_Supplied records_
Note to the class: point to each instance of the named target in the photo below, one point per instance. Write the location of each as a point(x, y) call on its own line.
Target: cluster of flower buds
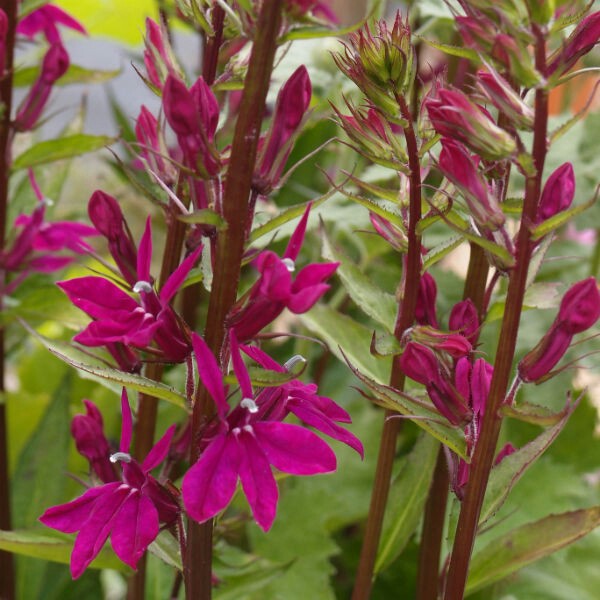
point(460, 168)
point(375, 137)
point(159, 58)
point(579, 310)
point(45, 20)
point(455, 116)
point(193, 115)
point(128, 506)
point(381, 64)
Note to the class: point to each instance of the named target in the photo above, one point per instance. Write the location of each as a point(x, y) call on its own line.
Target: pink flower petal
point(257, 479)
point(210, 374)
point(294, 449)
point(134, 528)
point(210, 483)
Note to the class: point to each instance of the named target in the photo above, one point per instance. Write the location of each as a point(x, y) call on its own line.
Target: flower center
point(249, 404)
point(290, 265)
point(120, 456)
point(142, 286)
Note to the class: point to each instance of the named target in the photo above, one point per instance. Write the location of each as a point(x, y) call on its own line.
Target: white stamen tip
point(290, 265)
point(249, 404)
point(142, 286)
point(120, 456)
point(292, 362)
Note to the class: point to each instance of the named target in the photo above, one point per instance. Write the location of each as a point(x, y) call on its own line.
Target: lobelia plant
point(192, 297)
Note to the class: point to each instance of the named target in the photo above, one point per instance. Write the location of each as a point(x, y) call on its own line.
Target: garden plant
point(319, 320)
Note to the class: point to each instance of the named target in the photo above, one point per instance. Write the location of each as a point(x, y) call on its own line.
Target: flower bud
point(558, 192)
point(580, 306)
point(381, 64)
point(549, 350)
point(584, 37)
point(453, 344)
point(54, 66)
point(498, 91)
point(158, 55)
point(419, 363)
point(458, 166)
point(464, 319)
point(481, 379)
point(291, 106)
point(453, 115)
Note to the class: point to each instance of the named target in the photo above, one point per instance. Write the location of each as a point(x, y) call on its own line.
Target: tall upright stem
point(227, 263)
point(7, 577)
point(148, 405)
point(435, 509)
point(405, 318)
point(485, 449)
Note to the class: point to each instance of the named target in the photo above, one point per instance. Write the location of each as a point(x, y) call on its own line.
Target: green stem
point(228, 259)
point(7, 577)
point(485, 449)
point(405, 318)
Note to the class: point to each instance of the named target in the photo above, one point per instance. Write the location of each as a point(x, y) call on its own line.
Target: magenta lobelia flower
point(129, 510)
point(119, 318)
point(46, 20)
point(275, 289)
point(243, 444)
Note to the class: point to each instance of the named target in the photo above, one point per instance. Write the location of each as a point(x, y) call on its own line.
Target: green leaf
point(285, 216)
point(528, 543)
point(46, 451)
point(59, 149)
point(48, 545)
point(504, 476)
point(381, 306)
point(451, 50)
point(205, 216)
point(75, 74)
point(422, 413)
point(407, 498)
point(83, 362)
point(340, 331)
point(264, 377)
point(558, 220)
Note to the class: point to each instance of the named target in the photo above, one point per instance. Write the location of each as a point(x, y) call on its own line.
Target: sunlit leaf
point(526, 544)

...

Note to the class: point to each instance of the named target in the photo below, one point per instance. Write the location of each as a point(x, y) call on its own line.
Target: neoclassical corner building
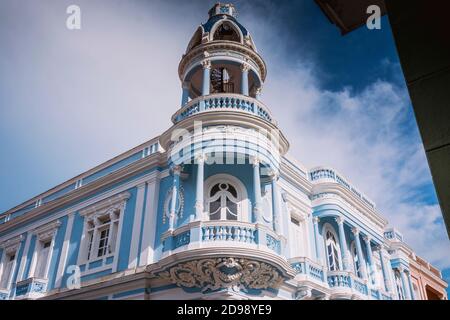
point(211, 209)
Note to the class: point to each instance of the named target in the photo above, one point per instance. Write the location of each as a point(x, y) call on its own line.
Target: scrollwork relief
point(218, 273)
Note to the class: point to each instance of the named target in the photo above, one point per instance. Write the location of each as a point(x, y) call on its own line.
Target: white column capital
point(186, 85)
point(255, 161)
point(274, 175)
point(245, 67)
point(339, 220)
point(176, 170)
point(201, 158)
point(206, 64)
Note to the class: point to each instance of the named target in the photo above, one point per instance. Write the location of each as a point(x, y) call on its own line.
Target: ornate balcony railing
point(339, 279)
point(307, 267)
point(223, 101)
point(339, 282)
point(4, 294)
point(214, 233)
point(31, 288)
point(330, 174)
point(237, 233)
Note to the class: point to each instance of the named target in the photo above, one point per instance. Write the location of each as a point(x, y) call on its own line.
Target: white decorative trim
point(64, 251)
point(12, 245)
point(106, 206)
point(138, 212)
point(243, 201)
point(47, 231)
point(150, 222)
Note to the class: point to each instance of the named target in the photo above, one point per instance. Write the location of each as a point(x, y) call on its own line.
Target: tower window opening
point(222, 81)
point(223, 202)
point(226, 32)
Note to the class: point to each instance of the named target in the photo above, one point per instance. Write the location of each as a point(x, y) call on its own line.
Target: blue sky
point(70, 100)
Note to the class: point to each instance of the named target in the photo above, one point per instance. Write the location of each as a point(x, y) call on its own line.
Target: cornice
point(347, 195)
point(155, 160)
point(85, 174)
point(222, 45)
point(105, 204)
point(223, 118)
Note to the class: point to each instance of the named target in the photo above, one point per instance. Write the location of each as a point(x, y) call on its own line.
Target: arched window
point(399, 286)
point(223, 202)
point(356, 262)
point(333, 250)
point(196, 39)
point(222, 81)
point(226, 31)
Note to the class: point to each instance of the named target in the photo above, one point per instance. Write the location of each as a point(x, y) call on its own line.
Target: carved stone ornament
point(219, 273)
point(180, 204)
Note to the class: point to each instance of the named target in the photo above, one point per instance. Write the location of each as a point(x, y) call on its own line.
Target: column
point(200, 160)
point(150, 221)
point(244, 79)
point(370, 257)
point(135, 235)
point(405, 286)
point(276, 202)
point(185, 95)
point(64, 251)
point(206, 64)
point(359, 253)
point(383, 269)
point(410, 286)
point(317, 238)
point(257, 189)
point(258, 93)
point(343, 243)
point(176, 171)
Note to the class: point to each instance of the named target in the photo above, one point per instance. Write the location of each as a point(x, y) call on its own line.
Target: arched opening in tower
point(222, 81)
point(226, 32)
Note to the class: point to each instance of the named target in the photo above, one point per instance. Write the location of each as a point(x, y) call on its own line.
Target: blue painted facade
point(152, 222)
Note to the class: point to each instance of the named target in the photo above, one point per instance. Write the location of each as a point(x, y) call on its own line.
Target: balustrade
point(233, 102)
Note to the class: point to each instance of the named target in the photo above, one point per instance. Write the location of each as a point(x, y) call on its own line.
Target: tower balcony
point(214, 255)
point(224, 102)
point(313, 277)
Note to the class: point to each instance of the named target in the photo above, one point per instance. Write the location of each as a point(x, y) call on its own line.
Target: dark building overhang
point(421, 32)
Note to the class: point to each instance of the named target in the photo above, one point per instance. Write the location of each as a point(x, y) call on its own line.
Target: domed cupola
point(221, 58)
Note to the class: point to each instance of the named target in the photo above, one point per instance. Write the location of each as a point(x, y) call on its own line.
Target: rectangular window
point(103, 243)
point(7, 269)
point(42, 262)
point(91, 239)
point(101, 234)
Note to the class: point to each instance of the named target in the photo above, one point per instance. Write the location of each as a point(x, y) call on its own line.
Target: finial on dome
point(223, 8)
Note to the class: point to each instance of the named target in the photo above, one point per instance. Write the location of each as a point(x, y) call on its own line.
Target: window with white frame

--

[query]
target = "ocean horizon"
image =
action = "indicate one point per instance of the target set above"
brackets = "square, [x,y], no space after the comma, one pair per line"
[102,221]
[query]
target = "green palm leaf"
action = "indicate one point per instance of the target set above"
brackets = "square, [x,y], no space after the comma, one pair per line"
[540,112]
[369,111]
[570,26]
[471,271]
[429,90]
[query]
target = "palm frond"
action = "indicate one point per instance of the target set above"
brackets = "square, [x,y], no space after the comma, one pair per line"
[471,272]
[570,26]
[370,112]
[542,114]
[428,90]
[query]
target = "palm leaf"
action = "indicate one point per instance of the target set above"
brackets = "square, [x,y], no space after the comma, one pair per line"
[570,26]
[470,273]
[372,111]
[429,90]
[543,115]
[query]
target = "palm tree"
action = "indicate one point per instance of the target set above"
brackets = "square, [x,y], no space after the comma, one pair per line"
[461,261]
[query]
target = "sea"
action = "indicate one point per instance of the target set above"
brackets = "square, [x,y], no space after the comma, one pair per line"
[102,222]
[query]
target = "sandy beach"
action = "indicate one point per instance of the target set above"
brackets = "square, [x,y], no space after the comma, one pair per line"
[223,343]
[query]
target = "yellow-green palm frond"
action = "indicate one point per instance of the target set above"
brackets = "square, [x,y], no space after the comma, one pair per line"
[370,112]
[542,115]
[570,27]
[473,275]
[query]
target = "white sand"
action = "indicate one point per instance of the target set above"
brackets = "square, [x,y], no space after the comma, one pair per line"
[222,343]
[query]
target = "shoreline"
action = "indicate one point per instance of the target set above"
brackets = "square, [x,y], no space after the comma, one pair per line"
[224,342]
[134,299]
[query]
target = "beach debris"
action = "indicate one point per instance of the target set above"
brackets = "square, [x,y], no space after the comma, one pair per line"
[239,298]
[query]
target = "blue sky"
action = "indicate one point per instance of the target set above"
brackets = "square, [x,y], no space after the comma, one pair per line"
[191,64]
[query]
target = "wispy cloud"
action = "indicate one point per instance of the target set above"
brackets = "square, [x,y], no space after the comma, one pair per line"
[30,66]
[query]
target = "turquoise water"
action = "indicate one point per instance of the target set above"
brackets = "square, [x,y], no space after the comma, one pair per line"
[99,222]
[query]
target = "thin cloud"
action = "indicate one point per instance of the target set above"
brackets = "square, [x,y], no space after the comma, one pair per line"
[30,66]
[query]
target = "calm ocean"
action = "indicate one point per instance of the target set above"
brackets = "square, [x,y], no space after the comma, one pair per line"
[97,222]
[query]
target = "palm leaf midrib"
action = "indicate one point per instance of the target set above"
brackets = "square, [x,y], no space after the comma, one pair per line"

_Task statement_
Your task is to find every line above containing the word "beach" and copy it.

_Task answer_
target = "sandy beach"
target = "beach debris"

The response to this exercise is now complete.